__SOURCE DOCUMENT__.

.....

Scientists make ‘ghost’ in laboratory

Swiss researchers have succeeded in recreating a ghost illusion in the laboratory

Update: 2014-11-08 06:38 GMT
Swiss researchers have succeeded in recreating a ghost illusion in the laboratory
London: In a first, Swiss researchers have succeeded in recreating a ghost illusion in the laboratory. Patients, suffering from neurological or psychiatric conditions, have often reported feeling a strange “presence” that is felt but unseen, akin to a guardian angel or a demon.
 
Researcher Olaf Blanke’s team at Ecole Polytechnique Federale de Lausanne, Switzerland, was able to recreate the illusion of a similar presence in the laboratory and provide a simple explanation.
 
They showed that the “feeling of a presence” actually results from an alteration of sensorimotor brain signals, which are involved in generating self-awareness by integrating information from our movements and our body's position in space.
 
Blanke’s team interfered with the sensorimotor input of participants in such a way that their brains no longer identified such signals as belonging to their own body, but instead interpreted them as those of someone else.
 
The experts first analysed the brains of 12 patients with neurological disorders, mostly epilepsy, who have experienced this kind of “apparition.” 
 
MRI analysis of the patients’s brains unveiled interference with three cortical regions: the insular cortex, parietal-frontal cortex, and the temporo-parietal cortex. These three areas are involved in self-awareness, movement, and the sense of position in space.

.....

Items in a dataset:

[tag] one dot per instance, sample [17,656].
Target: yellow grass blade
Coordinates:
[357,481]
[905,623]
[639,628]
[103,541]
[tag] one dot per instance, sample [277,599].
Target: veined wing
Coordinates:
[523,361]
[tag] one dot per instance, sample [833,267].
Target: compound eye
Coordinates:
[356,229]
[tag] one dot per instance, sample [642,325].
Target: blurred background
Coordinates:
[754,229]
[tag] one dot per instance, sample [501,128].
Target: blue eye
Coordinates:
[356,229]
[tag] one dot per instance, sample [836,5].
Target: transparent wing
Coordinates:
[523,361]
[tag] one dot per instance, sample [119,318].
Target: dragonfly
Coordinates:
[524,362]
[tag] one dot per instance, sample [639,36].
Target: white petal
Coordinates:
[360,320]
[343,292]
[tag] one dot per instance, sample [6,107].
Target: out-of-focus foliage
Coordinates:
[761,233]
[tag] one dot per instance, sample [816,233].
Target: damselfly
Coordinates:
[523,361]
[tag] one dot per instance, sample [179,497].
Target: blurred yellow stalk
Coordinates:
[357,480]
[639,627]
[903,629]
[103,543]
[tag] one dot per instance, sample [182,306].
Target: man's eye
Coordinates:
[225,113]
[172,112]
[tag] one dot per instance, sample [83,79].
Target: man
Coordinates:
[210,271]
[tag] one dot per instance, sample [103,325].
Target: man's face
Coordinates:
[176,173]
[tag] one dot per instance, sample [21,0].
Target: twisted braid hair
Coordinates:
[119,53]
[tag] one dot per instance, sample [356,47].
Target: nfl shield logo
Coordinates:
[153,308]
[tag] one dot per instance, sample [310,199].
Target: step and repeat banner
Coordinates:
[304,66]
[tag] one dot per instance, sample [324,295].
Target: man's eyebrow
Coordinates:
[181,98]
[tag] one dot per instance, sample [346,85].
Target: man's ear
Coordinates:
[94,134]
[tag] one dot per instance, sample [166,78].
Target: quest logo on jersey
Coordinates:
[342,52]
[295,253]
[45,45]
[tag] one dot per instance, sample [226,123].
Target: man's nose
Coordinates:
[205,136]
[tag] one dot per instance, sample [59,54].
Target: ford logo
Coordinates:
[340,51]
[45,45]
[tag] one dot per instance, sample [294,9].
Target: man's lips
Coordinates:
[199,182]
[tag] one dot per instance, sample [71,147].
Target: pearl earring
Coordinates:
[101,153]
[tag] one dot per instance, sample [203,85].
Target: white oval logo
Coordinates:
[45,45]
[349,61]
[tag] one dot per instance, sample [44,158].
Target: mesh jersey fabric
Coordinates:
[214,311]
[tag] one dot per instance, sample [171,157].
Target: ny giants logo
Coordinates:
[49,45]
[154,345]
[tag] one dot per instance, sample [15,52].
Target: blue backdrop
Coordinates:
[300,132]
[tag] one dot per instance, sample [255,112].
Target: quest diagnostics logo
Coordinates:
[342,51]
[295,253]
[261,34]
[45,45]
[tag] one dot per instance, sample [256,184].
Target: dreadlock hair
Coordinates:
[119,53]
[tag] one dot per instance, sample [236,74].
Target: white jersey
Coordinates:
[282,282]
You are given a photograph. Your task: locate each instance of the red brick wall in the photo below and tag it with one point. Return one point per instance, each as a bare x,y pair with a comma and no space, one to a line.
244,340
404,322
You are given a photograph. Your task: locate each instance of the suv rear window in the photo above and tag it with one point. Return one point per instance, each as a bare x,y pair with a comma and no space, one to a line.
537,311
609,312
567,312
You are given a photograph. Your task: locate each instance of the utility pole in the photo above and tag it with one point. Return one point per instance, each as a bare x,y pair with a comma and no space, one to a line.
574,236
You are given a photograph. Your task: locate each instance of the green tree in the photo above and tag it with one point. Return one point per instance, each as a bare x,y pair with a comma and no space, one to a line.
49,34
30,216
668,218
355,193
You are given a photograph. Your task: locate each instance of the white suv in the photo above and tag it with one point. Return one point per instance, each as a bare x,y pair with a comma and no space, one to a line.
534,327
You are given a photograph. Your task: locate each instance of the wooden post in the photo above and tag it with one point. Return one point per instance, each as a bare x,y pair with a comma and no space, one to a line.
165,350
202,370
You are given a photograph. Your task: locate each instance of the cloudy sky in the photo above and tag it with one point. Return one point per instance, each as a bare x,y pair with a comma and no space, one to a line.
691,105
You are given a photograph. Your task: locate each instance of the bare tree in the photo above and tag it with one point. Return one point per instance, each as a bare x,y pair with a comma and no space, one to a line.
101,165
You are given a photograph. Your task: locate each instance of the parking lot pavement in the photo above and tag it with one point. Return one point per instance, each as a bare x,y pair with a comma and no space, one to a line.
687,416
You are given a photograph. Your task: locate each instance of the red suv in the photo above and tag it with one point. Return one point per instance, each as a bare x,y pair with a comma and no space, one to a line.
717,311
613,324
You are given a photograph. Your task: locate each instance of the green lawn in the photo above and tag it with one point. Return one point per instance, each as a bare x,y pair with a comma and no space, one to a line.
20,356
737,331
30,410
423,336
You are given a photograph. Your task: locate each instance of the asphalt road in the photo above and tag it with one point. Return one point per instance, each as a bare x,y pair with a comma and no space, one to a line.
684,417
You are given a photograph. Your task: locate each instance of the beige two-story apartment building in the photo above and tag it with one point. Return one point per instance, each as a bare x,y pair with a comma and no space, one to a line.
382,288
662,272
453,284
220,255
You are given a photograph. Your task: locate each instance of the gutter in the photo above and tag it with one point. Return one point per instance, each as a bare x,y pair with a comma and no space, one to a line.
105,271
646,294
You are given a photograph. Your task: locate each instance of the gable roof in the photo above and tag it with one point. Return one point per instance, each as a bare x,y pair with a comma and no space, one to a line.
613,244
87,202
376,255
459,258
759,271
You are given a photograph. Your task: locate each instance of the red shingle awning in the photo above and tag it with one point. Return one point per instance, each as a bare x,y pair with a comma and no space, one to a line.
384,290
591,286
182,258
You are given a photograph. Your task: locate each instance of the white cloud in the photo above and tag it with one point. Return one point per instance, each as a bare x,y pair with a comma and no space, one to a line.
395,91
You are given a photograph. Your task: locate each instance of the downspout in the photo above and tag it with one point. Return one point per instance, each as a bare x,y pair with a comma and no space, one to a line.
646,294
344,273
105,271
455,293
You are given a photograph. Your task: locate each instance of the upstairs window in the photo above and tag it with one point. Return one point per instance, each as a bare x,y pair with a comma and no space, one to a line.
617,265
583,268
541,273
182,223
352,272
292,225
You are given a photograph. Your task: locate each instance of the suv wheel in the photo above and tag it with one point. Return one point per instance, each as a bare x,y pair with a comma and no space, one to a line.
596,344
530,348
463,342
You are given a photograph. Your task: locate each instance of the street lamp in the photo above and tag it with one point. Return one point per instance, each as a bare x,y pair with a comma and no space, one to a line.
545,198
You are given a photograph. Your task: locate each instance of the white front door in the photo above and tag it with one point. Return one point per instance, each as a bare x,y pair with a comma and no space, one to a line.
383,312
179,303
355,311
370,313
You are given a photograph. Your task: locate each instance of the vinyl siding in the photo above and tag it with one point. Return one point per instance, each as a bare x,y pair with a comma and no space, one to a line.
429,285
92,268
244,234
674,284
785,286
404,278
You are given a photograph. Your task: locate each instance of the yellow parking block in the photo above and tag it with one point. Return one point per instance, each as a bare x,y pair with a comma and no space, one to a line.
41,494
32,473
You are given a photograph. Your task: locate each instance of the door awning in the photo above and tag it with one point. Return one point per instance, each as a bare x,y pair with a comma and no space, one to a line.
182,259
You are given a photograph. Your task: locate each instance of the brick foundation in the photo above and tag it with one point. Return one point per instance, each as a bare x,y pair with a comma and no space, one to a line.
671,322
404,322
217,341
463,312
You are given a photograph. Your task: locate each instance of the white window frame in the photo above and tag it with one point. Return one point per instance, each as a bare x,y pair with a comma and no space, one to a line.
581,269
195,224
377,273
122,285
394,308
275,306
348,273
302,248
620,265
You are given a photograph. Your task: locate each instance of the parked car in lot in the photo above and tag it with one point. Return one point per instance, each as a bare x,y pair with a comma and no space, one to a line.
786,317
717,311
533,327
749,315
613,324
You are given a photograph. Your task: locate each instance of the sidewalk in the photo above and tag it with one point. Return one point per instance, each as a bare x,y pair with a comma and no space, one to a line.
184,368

.....

__ASSIGNMENT 1__.
In the ghost-illusion article, what did the "feeling of a presence" turn out to result from?
__ASSIGNMENT 2__.
List the cortical regions that the ghost-illusion article says MRI analysis of the patients' brains revealed interference with.

__OUTPUT 1__.
An alteration of sensorimotor brain signals.

__OUTPUT 2__.
Insular cortex, parietal-frontal cortex, temporo-parietal cortex